Retype the sailing blog post word for word, everything from "On the Thursday" down to "Merrit and Fryers.".

Document segment:
····················
Tag Archives: oyster yacht

Mamma Mia

The next morning, we set about delivering laundry and provisioning up.  We left at about midday for Skopelos, the island where some of Mamma Mia was filmed.  We arrived in a large bay on the west coast but after trying to anchor unsuccessfully decided to go in a secluded inlet off to the south and took a long line ashore.  Soon it was beer o’clock.  What a lovely quiet spot – oh, apart from a noisy bunch of Romanians larking about and having fun!  How very rude!!

The wind was good from the south the following day so we had a fantastic run to the northern tip of the island and then tacked down the eastern flank.  We were in strong winds so couldn’t stop to take pictures of the headland with the church at the top of hundreds of steps where the wedding scene was filmed but the whole thing put us in the mood for watching the film as we listed to the score and sang along with all the tunes.

‘Do you think that’s it?’ Alice asked me casually, as we approached the headland from afar and were trying to pick it out from its backdrop through the binoculars.

‘I do, I do, I do!  I replied.  Which set us off – hooting hysterically.

Ah, little things…

We had a great dinner out and a leisurely start in the morning -this time aiming to close the circle and set of up the west coast again.  We parked up in a little harbour called Nea Klima.  It looked like a nice place, however, the constant slop from the waves rolling right in the mouth of the harbour would make for a noisy and uncomfortable night so we returned to the same inlet from the other night.  There was a bit more of a performance this time getting parked up but it was all good practice and I am now more confident about using the dinghy and tying up lines and bringing them back to the boat as Ian reverses in.  I dare say that we could even manage to do it with just the two of us.  But for now it was luxury to have Ian and Alice’s help and support.

On the Thursday morning, we set off back to Skiathos and arrived early enough to find a place on the town quay.  All too soon it was time to say goodbye to Alice and Ian.  They headed off to the airport after kindly helping us with laundry collection and shopping, including the purchase of a huge new gang plank from a Greek version of Merrit and Fryers.
····················
Extracted records:
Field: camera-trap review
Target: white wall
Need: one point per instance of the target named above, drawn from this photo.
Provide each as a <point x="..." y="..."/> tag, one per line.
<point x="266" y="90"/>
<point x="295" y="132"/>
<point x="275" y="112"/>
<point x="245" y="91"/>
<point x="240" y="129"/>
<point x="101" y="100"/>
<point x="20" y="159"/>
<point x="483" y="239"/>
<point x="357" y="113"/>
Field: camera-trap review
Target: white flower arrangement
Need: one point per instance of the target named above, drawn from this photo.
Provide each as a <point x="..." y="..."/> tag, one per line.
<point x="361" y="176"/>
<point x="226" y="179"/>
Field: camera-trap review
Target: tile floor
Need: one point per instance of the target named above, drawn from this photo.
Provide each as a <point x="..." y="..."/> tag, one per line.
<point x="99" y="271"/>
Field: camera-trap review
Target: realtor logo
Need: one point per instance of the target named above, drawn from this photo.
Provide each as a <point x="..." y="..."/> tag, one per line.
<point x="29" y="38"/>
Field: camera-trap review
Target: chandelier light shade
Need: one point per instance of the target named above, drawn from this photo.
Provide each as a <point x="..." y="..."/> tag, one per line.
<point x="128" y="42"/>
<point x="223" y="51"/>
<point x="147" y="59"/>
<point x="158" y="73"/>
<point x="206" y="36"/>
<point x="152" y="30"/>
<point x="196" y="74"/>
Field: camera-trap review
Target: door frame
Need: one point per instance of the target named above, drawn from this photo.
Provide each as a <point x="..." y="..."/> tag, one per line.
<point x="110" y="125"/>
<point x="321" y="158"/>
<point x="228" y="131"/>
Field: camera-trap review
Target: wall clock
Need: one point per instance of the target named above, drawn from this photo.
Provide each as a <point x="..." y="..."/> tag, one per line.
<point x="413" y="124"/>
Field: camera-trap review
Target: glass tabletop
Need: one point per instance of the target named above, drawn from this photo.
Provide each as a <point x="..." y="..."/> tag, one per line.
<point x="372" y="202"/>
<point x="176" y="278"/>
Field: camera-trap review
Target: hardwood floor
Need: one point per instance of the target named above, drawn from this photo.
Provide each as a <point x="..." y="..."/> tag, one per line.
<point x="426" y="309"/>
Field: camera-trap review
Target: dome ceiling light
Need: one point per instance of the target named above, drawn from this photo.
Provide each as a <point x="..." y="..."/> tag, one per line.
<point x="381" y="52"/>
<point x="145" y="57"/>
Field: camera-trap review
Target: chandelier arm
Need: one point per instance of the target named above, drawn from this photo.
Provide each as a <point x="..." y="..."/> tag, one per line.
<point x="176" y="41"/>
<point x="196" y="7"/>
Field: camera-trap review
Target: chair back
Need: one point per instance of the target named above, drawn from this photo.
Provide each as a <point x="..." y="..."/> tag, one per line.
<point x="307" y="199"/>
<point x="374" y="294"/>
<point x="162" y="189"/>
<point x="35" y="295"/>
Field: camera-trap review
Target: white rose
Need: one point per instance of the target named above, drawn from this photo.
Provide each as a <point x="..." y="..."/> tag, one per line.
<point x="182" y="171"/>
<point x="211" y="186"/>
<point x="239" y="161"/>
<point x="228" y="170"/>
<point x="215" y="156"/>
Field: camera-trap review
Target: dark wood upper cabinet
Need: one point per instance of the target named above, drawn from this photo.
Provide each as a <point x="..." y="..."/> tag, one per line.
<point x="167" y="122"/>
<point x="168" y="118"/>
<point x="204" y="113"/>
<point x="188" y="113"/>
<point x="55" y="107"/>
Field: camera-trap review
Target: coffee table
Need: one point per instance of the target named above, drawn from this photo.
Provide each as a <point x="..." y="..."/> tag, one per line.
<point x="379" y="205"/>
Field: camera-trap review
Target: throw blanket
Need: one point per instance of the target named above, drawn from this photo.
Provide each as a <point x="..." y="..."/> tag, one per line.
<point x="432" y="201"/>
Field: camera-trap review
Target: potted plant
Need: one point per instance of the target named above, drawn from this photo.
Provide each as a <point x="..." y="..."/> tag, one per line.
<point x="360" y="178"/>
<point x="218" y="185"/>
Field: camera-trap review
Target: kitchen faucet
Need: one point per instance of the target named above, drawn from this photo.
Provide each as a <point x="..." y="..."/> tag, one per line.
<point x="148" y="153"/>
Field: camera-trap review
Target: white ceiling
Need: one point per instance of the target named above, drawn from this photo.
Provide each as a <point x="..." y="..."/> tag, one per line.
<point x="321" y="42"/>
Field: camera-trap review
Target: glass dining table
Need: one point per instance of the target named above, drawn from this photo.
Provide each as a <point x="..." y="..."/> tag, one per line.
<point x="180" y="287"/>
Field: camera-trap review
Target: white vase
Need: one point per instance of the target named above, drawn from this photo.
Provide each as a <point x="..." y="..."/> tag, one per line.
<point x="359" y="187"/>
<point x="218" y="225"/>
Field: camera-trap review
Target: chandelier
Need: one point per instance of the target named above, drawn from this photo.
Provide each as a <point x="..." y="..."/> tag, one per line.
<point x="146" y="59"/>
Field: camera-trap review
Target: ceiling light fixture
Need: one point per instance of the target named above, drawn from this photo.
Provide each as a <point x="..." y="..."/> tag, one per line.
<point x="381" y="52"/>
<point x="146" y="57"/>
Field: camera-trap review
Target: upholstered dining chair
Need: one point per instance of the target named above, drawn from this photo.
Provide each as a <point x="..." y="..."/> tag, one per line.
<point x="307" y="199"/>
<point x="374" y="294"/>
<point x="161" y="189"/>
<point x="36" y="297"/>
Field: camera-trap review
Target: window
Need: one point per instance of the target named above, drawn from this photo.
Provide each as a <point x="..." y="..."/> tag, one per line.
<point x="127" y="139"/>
····················
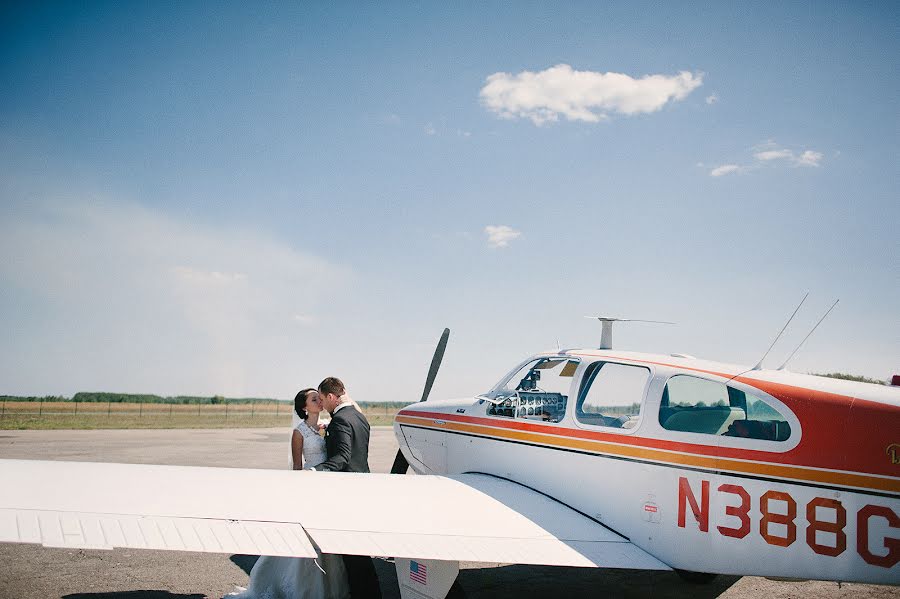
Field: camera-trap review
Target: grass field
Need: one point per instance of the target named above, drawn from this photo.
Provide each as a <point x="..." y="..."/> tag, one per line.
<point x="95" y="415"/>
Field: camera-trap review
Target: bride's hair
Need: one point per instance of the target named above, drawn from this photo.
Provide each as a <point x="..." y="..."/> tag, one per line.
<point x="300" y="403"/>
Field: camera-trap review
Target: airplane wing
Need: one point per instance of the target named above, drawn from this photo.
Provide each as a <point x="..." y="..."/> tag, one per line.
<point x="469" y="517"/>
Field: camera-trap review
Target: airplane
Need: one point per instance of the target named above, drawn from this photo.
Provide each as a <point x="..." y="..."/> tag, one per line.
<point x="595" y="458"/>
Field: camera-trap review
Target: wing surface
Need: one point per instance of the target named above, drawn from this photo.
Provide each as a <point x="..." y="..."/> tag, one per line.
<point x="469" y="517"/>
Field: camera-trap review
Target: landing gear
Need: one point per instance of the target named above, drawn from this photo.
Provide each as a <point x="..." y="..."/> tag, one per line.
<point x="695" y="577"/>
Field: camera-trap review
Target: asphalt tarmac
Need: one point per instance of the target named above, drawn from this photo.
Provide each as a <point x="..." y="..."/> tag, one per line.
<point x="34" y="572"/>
····················
Result for this task:
On the Thursday morning, we set off back to Skiathos and arrived early enough to find a place on the town quay.  All too soon it was time to say goodbye to Alice and Ian.  They headed off to the airport after kindly helping us with laundry collection and shopping, including the purchase of a huge new gang plank from a Greek version of Merrit and Fryers.